Extract each line of the data below that contains the string "roof", matching case exactly.

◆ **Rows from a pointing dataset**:
——

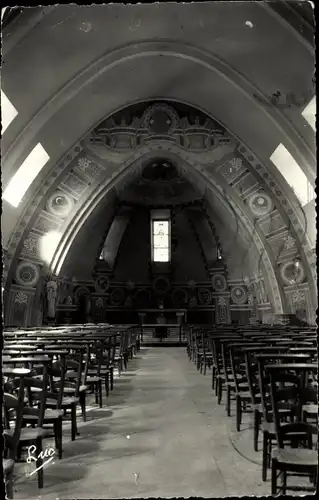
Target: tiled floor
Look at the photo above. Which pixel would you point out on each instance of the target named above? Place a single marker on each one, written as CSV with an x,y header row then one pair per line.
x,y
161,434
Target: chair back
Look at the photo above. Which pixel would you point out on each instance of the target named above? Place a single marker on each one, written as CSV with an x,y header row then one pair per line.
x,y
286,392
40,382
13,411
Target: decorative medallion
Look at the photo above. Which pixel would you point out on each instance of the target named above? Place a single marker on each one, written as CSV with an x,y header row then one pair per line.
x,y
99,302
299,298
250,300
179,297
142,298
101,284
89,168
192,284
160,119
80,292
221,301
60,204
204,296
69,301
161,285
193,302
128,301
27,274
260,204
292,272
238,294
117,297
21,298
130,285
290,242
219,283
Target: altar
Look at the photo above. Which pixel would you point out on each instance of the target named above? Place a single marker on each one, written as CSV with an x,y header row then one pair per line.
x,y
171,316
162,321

——

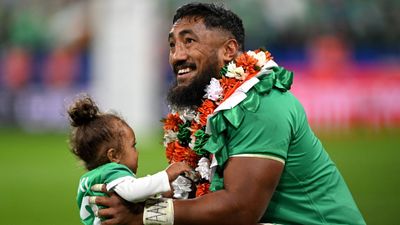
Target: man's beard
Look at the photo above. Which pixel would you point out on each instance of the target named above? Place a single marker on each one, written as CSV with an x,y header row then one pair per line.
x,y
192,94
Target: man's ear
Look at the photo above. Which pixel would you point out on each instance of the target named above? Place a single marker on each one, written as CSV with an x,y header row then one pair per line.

——

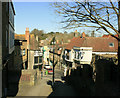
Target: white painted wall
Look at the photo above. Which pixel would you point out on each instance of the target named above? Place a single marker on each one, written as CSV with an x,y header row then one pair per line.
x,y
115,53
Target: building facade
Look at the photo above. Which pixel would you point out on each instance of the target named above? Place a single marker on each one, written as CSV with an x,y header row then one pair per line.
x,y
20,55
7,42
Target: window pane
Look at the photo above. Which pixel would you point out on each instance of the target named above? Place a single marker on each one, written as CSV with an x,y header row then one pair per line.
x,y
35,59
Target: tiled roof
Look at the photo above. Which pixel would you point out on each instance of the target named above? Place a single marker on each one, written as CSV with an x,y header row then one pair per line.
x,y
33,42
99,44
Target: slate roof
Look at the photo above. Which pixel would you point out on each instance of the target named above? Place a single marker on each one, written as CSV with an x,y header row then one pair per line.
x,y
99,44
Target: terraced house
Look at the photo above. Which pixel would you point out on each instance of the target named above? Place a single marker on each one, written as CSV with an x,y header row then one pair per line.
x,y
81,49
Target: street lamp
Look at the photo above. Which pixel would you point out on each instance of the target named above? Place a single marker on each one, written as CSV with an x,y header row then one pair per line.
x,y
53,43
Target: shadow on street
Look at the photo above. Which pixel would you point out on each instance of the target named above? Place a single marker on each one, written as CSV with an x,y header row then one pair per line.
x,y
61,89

——

◆ **OUTPUT OF THE EXERCISE**:
Target: tiled roof
Target: slate roof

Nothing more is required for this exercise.